Directions:
Each entry needs to be restated exactly as written.
:: Stored data
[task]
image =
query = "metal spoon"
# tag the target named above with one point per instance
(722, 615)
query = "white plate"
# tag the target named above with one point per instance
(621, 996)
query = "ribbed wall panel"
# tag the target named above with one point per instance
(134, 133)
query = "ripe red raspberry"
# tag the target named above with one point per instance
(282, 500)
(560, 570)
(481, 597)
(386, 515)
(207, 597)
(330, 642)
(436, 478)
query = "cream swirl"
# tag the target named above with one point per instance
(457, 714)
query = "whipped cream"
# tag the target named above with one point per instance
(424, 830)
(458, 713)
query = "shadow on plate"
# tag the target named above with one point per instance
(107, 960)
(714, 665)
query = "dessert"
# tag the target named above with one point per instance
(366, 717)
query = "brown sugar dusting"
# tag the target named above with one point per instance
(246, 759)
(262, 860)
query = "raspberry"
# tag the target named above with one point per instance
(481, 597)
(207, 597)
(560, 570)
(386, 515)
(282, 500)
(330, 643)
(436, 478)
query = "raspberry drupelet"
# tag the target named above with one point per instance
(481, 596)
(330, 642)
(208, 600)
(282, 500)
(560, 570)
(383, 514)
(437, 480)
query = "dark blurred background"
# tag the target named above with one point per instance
::::
Completed task:
[task]
image =
query = "metal spoon"
# tag the target named above with one point per instance
(722, 615)
query = "white plate"
# tag the target named above with one point per instance
(621, 996)
query = "ribbed wall panel"
# tag the target named above with one point per instance
(134, 133)
query = "ripe red raspberry"
# tag the target named above with one point per instance
(282, 500)
(560, 570)
(481, 597)
(386, 515)
(207, 597)
(330, 642)
(436, 478)
query = "cream swirl"
# tag the target named above with one point per instance
(457, 714)
query = "whipped cream"
# tag the target named above with one point per instance
(424, 830)
(458, 713)
query = "shadow on plate"
# tag the target named above with one point per instance
(107, 960)
(714, 665)
query = "dessert"
# tag the target named above with one point per instance
(366, 717)
query = "brown sugar dusting"
# tag the target named above with one point per instance
(246, 759)
(262, 860)
query = "raspberry"
# tag the target named above with one point per instance
(481, 597)
(207, 597)
(560, 570)
(386, 515)
(282, 500)
(330, 643)
(436, 478)
query = "raspberry drupelet"
# tag the target named above with one point per instance
(481, 596)
(330, 642)
(208, 600)
(282, 500)
(560, 570)
(383, 514)
(437, 480)
query = "dark blurred background"
# tag the target named above with one point per instance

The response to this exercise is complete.